## Begin

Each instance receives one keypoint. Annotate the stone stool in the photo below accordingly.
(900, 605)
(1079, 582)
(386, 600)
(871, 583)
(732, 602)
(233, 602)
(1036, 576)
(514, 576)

## End

• TO DO
Rewrite the rows above, swapping "stone stool" for "stone bench" and leaving everything else unchanged.

• COMPLETE ANSWER
Each instance receives one keypoint. Annotate the stone bench in the photo below accordingly.
(900, 605)
(1079, 582)
(386, 600)
(871, 583)
(732, 602)
(233, 602)
(1036, 576)
(514, 576)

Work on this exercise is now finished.